_YOUR GOAL_
Pull out each line of the items below that contains the string "pants", copying those lines whole. Matches must have the same case.

== INFORMATION GIVEN

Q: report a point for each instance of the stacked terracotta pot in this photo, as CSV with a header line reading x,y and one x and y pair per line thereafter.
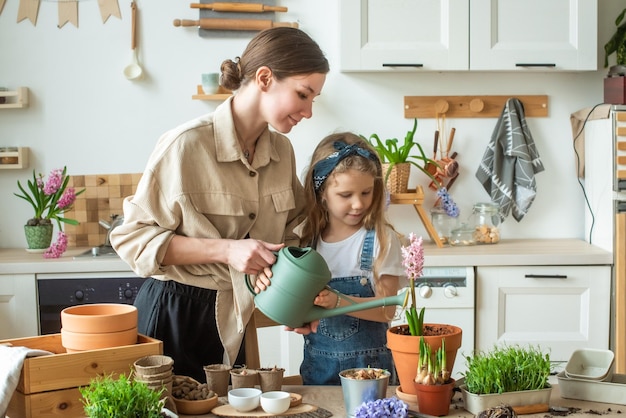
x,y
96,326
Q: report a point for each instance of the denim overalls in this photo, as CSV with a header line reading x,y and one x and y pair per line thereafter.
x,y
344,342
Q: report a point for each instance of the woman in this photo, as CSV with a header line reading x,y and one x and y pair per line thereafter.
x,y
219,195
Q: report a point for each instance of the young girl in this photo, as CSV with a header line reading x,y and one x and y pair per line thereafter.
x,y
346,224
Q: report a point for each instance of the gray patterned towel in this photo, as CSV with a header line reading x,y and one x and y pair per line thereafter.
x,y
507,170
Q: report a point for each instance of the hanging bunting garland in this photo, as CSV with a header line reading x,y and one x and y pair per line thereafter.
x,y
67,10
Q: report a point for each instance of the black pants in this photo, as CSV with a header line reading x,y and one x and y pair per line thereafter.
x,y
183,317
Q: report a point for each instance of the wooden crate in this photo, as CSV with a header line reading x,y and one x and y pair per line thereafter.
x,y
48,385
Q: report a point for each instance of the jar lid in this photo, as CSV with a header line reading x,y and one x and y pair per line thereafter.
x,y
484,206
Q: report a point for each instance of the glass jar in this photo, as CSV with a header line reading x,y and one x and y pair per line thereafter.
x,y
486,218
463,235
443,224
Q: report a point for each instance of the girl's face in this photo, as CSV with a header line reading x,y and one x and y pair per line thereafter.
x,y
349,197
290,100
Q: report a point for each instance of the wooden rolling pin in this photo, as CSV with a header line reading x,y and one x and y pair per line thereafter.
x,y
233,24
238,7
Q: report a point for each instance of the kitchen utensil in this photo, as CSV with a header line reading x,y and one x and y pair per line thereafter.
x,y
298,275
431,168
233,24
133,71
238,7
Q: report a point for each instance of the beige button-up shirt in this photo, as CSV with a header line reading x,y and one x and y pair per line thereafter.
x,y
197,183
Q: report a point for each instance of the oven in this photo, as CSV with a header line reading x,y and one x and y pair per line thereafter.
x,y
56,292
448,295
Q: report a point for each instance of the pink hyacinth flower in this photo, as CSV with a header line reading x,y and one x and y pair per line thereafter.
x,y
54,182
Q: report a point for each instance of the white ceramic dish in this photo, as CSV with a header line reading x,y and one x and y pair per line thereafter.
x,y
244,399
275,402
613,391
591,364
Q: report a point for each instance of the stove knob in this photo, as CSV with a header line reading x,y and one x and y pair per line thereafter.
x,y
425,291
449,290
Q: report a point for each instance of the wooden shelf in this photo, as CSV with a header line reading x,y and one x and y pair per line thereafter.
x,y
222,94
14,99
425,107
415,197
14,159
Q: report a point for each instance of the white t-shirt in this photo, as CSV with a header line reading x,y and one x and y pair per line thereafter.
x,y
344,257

====
== INFORMATION GIVEN

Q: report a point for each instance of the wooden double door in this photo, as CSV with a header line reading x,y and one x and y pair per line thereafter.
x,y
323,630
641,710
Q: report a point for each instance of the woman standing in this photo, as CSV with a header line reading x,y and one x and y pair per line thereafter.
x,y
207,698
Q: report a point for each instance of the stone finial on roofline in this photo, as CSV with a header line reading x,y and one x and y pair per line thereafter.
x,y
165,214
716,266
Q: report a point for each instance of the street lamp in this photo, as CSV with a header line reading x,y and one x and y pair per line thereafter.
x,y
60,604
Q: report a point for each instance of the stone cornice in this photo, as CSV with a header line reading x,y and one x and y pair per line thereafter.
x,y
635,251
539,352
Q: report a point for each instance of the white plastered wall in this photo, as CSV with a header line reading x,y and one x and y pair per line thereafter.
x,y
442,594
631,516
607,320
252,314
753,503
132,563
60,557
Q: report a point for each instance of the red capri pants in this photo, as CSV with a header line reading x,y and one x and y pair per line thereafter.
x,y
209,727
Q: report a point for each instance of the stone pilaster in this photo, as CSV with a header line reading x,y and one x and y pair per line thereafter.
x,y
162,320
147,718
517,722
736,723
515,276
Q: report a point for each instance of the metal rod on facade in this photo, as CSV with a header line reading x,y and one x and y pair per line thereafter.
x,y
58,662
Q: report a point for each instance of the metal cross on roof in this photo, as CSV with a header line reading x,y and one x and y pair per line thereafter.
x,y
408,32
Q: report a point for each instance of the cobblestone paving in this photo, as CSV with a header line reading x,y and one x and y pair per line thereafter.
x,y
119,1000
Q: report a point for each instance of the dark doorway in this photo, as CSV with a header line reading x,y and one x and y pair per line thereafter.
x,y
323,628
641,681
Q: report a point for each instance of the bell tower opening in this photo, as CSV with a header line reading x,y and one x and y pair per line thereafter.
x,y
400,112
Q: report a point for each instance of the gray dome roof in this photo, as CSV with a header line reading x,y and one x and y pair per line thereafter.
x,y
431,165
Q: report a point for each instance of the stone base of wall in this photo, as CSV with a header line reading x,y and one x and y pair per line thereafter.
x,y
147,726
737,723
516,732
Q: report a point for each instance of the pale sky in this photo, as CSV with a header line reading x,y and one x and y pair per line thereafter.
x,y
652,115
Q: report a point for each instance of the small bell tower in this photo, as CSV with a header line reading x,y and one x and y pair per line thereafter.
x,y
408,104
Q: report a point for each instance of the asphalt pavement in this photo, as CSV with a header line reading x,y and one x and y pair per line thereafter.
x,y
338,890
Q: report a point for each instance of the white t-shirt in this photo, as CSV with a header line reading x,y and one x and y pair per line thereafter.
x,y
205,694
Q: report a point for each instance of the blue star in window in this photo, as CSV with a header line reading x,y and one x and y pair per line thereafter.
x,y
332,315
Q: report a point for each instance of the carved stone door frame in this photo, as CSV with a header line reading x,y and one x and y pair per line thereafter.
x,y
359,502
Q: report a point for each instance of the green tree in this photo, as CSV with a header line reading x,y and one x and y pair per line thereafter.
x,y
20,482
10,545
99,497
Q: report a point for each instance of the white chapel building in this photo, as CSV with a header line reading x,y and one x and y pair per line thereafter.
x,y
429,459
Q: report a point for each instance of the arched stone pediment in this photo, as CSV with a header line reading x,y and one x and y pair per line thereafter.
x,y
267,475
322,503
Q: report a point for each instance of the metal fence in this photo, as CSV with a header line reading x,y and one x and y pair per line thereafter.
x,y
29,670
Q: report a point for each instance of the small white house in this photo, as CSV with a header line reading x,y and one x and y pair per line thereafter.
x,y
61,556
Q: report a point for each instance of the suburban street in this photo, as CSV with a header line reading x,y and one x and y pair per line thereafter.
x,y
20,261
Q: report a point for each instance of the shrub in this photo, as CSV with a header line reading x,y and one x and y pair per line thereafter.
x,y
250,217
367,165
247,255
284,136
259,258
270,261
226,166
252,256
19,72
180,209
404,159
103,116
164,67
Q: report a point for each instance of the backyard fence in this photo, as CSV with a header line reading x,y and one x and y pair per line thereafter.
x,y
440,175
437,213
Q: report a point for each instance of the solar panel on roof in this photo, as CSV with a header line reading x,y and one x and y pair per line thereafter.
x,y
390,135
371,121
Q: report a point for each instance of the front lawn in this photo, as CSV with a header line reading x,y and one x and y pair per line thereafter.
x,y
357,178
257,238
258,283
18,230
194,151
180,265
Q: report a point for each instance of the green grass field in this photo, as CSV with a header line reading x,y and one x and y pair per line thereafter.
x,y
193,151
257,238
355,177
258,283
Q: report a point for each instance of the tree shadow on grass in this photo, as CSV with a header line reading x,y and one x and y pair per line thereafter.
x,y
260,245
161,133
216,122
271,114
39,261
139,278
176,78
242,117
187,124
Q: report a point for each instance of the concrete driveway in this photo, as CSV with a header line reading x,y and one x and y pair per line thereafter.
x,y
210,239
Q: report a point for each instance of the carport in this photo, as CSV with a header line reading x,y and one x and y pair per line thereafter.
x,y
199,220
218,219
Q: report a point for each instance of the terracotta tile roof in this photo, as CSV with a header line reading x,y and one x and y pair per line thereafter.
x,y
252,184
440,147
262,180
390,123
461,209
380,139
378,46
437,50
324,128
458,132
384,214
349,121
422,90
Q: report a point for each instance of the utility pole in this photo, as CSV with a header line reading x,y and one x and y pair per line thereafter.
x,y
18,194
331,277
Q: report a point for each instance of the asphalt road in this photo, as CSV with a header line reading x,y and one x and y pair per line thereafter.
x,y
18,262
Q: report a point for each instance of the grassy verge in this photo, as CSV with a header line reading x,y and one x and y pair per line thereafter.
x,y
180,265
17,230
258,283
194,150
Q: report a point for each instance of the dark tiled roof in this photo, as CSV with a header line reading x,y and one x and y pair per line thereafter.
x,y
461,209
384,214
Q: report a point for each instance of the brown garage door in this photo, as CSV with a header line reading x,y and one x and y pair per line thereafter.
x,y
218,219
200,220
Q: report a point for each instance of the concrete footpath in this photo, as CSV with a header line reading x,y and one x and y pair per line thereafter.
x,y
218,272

====
== INFORMATION GIVEN

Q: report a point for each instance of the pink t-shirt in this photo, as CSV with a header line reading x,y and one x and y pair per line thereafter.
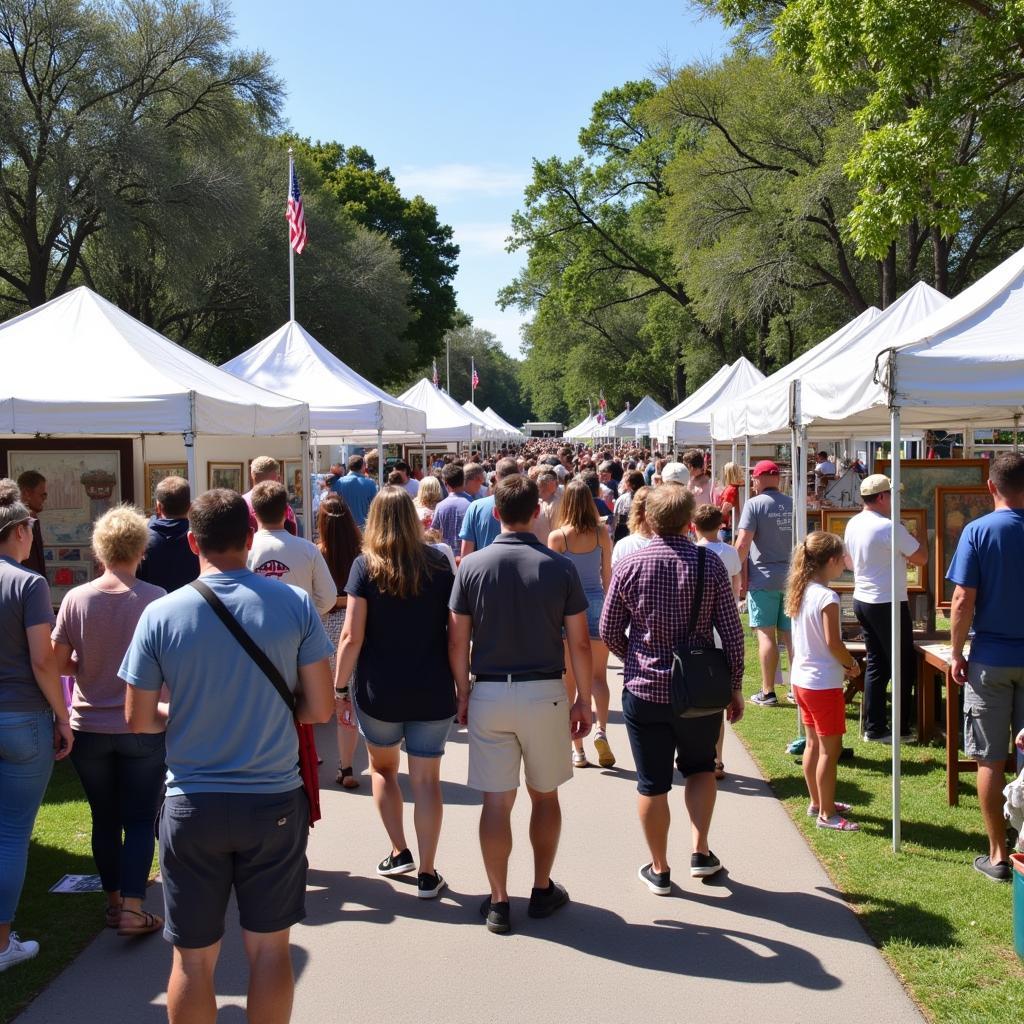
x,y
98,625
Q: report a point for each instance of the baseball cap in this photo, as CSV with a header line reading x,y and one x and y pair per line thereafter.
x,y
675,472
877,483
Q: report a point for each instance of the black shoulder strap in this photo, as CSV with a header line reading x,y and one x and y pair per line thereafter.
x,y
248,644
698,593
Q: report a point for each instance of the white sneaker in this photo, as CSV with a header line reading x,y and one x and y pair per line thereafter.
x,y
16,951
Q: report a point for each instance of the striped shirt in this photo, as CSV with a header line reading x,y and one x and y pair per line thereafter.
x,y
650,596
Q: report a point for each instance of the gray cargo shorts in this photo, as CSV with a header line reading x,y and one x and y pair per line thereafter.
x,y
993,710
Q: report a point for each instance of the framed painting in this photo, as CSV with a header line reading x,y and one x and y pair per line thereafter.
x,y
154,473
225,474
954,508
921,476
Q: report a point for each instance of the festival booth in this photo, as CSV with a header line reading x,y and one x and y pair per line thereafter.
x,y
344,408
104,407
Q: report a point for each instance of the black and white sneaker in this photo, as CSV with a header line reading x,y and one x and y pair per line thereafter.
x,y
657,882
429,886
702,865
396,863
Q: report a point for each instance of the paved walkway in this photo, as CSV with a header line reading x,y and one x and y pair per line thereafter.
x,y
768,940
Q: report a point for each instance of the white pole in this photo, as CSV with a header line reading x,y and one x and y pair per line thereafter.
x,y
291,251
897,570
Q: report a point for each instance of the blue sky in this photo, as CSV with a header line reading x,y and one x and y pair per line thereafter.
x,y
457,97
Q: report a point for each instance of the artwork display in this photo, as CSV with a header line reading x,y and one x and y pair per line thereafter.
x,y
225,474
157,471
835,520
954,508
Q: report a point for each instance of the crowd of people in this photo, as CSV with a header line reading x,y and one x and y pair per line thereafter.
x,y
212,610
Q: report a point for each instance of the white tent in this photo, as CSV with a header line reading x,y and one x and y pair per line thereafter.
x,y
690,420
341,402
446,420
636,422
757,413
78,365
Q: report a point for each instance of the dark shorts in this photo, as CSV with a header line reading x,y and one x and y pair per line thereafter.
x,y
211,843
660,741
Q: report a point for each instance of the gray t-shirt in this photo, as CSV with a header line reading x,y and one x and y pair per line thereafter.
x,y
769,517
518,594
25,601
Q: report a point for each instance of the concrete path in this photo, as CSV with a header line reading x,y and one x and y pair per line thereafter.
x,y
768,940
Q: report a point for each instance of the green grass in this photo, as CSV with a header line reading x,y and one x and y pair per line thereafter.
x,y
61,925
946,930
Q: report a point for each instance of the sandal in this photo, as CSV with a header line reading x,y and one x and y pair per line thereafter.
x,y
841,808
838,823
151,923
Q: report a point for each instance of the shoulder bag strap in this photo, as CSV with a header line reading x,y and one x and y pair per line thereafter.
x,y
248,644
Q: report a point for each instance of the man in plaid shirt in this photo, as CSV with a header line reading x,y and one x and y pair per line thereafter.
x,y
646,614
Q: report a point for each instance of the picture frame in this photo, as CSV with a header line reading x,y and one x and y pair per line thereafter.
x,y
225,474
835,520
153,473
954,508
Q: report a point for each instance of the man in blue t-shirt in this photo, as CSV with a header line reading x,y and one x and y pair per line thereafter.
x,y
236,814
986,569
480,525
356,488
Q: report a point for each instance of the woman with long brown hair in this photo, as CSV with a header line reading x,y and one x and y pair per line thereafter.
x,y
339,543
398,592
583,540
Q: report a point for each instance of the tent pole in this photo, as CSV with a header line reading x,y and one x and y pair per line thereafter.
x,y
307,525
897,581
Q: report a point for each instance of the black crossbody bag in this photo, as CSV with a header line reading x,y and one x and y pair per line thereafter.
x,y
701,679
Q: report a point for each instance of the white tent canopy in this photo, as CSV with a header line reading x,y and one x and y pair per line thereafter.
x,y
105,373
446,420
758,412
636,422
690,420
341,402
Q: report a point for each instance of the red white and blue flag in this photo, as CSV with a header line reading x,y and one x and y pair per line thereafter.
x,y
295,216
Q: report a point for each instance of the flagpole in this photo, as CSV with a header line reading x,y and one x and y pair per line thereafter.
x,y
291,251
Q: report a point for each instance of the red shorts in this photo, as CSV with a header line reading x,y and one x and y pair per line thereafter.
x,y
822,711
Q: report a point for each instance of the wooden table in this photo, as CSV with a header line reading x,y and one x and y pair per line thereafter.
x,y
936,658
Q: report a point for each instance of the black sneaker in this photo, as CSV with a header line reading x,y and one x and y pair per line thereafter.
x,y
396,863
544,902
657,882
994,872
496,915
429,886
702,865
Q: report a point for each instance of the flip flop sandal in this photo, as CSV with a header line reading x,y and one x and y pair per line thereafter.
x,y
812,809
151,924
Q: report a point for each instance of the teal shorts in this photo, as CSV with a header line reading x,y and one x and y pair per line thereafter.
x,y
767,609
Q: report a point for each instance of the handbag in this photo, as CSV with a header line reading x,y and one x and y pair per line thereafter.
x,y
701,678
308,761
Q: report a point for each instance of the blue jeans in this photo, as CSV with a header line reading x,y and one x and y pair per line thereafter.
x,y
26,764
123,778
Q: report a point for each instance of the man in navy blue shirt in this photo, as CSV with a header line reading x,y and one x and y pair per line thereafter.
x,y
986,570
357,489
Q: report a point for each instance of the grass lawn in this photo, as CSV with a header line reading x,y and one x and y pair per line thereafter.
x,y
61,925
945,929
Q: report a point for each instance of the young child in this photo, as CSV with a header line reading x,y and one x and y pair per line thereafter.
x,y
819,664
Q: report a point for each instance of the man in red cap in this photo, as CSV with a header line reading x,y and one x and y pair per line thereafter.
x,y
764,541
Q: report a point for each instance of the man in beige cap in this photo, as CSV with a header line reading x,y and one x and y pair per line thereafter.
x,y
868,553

====

_TASK RESULT_
Q: report a point for each instance of the black pants in this photo, as CSV with a header line reading x,y and one x and y pair per line thereafter.
Q: report a point for each instance of the red capri pants in this photo, as CSV with a header line reading x,y and one x and y pair per line thereafter.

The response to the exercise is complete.